[PAGE EXCERPT Boundary: Start]

Dear ghosts of empty bleachers and reluctant sports channel subscribers:
Some ridiculous distractions from this week:
Why is a vision coverage explanation in 4 point font?
During the Olympic gymnastics competition, why are gigantic TV’s overhead? The stadia are empty. Why not turn off the TV? It has to be distracting for the athletes.
Likewise, who are these solo people that walk around in the empty balconies during the floor exercises? they don’t seem to be photographers, they’re not watching. Why are they walking around up there?
There was an automated phone tree recording that said ‘just a second’ and then played typing sounds as though that could trick me into thinking this recorded voice was actually typing (why? why?????)
Who designed the medical insurance claims form that says to “see the back of your insurance card” for mailing address? Why do this? The complaint address is on the form, but not the place to submit the claim.
Tennis playing women have long been castigated for wearing long pants and recently Norway’s women’s beach volleyball team was fined for wearing pants at all, all while men are caught with their pants down at work and not fired. (He’s back to work!) Meanwhile, rhythmic gymnastics seems to require feathered loincloths.
I took a photo of a seriously creepy bug and asked Twitter to ID it, and it turned out to be an invasive species: The Spotted Lanternfly. I will spare you the photograph of the textured carapace and shiny black bug legs, but suffice it to say that this upscale cockroach is not one that I want taking over Manhattan. I have seen two more (one was dead) since the initial ID, and now I don’t know what to do because I keep finding them!
Two guys from my building, each armed with plungers, each simultaneously plunged one drain in the double sink in my kitchen. This did not clear the pipe, instead it broke the pipe which had been weakened by Liquid Plumber sitting in it. (For the record, tell your teens not to dump food scraps and grease down your normal sinks, and if they do, never use Liquid Plumber, especially if you live in an old building. The new acid formulas eat through old pipes faster than through grease. Instead: put baking soda and vinegar down the sink and let it sit overnight, then run boiling water over it.)

[PAGE EXCERPT Boundary: End]
[DATA Boundary: Start]

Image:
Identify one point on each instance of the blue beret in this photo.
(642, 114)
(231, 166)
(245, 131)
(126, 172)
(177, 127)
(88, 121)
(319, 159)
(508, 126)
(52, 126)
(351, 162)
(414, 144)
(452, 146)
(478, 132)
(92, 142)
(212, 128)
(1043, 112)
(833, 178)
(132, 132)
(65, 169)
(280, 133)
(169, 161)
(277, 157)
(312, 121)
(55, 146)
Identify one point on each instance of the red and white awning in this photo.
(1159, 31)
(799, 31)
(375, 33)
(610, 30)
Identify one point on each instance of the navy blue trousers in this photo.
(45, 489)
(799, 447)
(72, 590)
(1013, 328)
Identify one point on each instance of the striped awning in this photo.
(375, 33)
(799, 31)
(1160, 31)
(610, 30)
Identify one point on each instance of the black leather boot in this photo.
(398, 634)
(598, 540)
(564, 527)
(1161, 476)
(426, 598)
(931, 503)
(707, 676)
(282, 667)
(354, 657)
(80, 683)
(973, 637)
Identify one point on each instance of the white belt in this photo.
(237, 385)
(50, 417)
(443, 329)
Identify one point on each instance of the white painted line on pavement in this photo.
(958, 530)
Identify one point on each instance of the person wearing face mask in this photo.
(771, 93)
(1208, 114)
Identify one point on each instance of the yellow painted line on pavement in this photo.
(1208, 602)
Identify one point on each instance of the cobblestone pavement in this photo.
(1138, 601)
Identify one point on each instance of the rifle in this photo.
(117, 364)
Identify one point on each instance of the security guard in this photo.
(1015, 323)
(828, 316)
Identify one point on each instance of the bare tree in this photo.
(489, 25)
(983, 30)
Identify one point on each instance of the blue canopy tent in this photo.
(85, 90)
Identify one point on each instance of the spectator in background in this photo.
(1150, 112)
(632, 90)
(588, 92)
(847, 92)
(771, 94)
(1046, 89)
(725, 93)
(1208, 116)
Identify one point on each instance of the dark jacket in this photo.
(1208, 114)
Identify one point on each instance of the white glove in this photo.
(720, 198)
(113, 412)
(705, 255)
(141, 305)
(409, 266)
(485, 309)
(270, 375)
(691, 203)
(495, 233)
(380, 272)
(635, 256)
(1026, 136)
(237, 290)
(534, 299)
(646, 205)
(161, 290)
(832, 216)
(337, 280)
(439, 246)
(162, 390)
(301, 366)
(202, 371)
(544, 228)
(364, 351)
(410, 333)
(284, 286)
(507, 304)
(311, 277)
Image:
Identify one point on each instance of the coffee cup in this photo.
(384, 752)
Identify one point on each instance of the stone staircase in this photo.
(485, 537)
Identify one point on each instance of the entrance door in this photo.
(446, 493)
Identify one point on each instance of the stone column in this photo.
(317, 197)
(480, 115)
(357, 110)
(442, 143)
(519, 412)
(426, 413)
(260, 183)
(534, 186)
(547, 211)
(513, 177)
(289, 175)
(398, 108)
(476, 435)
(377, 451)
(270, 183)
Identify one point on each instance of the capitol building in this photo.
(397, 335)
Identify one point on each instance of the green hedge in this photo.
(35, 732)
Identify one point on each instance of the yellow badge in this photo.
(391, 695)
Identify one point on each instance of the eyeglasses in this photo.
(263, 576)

[DATA Boundary: End]

* _EXERCISE PROMPT_
Reproduce word for word the entire letter about this week's ridiculous distractions. The stored lines are not needed for any of the work here.

* _COMPLETED EXERCISE_
Dear ghosts of empty bleachers and reluctant sports channel subscribers:
Some ridiculous distractions from this week:
Why is a vision coverage explanation in 4 point font?
During the Olympic gymnastics competition, why are gigantic TV’s overhead? The stadia are empty. Why not turn off the TV? It has to be distracting for the athletes.
Likewise, who are these solo people that walk around in the empty balconies during the floor exercises? they don’t seem to be photographers, they’re not watching. Why are they walking around up there?
There was an automated phone tree recording that said ‘just a second’ and then played typing sounds as though that could trick me into thinking this recorded voice was actually typing (why? why?????)
Who designed the medical insurance claims form that says to “see the back of your insurance card” for mailing address? Why do this? The complaint address is on the form, but not the place to submit the claim.
Tennis playing women have long been castigated for wearing long pants and recently Norway’s women’s beach volleyball team was fined for wearing pants at all, all while men are caught with their pants down at work and not fired. (He’s back to work!) Meanwhile, rhythmic gymnastics seems to require feathered loincloths.
I took a photo of a seriously creepy bug and asked Twitter to ID it, and it turned out to be an invasive species: The Spotted Lanternfly. I will spare you the photograph of the textured carapace and shiny black bug legs, but suffice it to say that this upscale cockroach is not one that I want taking over Manhattan. I have seen two more (one was dead) since the initial ID, and now I don’t know what to do because I keep finding them!
Two guys from my building, each armed with plungers, each simultaneously plunged one drain in the double sink in my kitchen. This did not clear the pipe, instead it broke the pipe which had been weakened by Liquid Plumber sitting in it. (For the record, tell your teens not to dump food scraps and grease down your normal sinks, and if they do, never use Liquid Plumber, especially if you live in an old building. The new acid formulas eat through old pipes faster than through grease. Instead: put baking soda and vinegar down the sink and let it sit overnight, then run boiling water over it.)